*Bitte bearbeiten*:
A. Übertrage diesen Satz aus dem Bericht über die Asylbewerber in Markt Indersdorf ins Englische: „Der Inhaber eines Metzgereibetriebs in der Nachbarschaft wollte einen Schreibtisch zur Verfügung stellen.“
B. Stimmen diese Aussagen mit dem Bericht über die Asylbewerber in Markt Indersdorf überein? Antworte jeweils mit Ja oder Nein und zitiere die entscheidenden Worte. (i) Osman ist 27 Jahre alt. (ii) Osman hat die 400 Euro Strafe selbst bezahlt. (iii) Im Jugendfreizeitgelände Ainhofen wohnen derzeit 15 afrikanische Asylbewerber.
C. Führe den Bericht über die Asylbewerber in Markt Indersdorf nach seinem letzten Satz mit einigen Sätzen weiter.

*Seitenauszug*:

Markt Indersdorf: Reggae tanzen ist keine Frage des Alters: Susanne Kersten nimmt einen ihrer Schützlinge an die Hand und zeigt den Jungen, was eine Harke ist. Die anderen Gäste schauen mit Vergnügen zu.

Reggae tanzen ist keine Frage des Alters: Susanne Kersten nimmt einen ihrer Schützlinge an die Hand und zeigt den Jungen, was eine Harke ist. Die anderen Gäste schauen mit Vergnügen zu.

(Foto: Toni Heigl)

Osman strahlt wieder über das ganze Gesicht. Ausgelassen tanzt er am Freitagabend mit seinen Freunden zur Reggae-Musik. Jetzt sieht für ihn die Welt wieder freundlicher aus. Zwei Tage vorher saß der 27-Jährige noch im Gefängnis in Aichach. Die Polizei hatte den jungen Flüchtling aus Sierra Leone aus dem Jugendfreizeitgelände in Ainhofen mitgenommen. Es dient derzeit für 15 afrikanische Asylbewerber als Unterkunft. "Illegale Einwanderung" lautet das Delikt, das die Polizei ihm vorwarf. 400 Euro Strafe kostet das, oder er sitzt 40 Tage im Gefängnis ab. Auch Osman gehört zu den "Boat People", die von Afrika nach Lampedusa übersetzten, eine abenteuerliche und lebensgefährliche Fahrt. Er schaffte es und wanderte nach Italien ein. Vergangenes Jahr kam er von dort nach Deutschland und wurde wieder abgeschoben. Dennoch kehrte er zurück, um hier einen Asylantrag zu stellen. Ein Illegaler also, so ist das Gesetz. Die 400 Euro konnte Osman freilich nicht bezahlen. Das übernahm dann Georg Weigl. Dank des Geldes - einen Großteil spendeten die Helfer und Betreuer aus der freien evangelischen Gemeinde in Indersdorf - kam der junge Afrikaner wieder in Freiheit. Freudestrahlend kam er aus dem Gefängnis heraus, als ihn sein Mentor dort abholte. "Osman war wieder happy", beschreibt es Weigl.

Der Indersdorfer Gemeinderat setzt sich wie viele andere im Ort für die Asylbewerber ein, die seit Monaten in der Tennishalle und seit einer Woche im Jugendfreizeitgelände Ainhofen leben. Als sich die Helfer wieder einmal in der Halle zu einer Besprechung trafen, kam zufällig Herbert Forche vorbei. Der Inhaber eines Metzgereibetriebs in der Nachbarschaft wollte einen Schreibtisch zur Verfügung stellen. Zwar gab es für diesen keine Verwendung, doch Forche machte ein anderes Angebot: Er lud alle Asylbewerber und ihre Betreuer zu einem kostenlosen Essen ein. Das wurde mit Freuden angenommen.

Datenauszüge:
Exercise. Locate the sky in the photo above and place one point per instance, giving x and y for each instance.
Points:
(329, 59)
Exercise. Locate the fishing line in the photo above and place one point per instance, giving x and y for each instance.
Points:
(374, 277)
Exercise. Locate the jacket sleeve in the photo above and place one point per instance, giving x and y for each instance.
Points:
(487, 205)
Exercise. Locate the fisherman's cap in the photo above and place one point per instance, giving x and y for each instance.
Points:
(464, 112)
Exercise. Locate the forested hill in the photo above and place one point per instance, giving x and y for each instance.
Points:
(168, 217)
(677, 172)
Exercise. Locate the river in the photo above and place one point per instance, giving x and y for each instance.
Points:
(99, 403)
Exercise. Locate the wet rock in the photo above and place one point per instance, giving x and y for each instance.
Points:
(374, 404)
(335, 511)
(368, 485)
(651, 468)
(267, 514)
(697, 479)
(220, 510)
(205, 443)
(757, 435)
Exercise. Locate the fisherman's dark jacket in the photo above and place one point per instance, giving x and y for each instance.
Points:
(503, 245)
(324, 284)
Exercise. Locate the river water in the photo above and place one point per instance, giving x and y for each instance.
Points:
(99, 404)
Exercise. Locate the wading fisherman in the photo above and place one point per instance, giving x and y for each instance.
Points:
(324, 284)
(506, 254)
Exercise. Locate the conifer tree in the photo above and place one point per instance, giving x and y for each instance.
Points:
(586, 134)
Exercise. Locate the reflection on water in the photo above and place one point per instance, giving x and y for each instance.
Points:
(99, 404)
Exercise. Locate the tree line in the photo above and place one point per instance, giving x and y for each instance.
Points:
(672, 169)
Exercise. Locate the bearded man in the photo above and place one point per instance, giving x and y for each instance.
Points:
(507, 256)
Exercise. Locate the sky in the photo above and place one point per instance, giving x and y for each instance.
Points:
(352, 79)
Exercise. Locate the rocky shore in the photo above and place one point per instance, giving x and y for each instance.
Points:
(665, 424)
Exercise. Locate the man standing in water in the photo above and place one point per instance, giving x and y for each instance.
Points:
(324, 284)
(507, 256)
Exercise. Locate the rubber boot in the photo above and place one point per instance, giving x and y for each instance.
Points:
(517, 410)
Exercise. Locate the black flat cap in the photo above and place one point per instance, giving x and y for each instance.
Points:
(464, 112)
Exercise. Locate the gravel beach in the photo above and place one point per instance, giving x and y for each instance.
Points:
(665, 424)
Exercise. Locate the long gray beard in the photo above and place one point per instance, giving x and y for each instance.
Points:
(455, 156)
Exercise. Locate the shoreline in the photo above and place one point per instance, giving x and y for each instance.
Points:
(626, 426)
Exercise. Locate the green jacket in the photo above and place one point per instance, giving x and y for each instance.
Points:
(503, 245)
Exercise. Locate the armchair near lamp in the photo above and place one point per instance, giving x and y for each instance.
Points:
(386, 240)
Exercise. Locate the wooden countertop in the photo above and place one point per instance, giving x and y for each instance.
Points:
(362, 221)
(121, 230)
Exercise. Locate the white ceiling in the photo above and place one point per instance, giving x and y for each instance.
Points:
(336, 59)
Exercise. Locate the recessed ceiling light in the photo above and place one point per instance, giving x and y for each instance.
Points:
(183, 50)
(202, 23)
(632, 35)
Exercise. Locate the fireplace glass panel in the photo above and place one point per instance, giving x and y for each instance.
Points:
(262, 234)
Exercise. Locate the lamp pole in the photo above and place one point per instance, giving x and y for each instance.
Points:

*Lösungen je Aufgabe*:
A. The owner of a butcher's business in the neighborhood wanted to provide a desk.

B.
(i) Ja: „Zwei Tage vorher saß der 27-Jährige noch im Gefängnis in Aichach.“
(ii) Nein: „Die 400 Euro konnte Osman freilich nicht bezahlen.“
(iii) Ja: „Es dient derzeit für 15 afrikanische Asylbewerber als Unterkunft.“

C.
Im Veranstaltungssaal des Metzgerei- und Gastrobetriebs gibt es am Freitagabend ein großes Hallo: 50 Flüchtlinge aus Nigeria, Senegal, Sierra Leone, Mali und Kongo sind gekommen, dazu etwa hundert Betreuer und Helfer, die sich intensiv um ihre Schützlinge kümmern. "Nur ein Asylbewerber fehlt, weil er Zahnweh hat", erklärt Weigl schmunzelnd. Einige haben auch Freunde mitgebracht, die in anderen Orten untergebracht sind. Auf dem Speisezettel stehen Huhn mit Nudeln und Reis, Essen, mit dem auch die muslimischen Gäste keine Probleme haben. Die Helfer haben Trommeln organisiert, mit denen die Afrikaner virtuos umgehen können. Nach dem Essen spielen sie, später gibt es noch eine kleine Theateraufführung, die Heinrich Fitker simultan ins Französische übersetzt.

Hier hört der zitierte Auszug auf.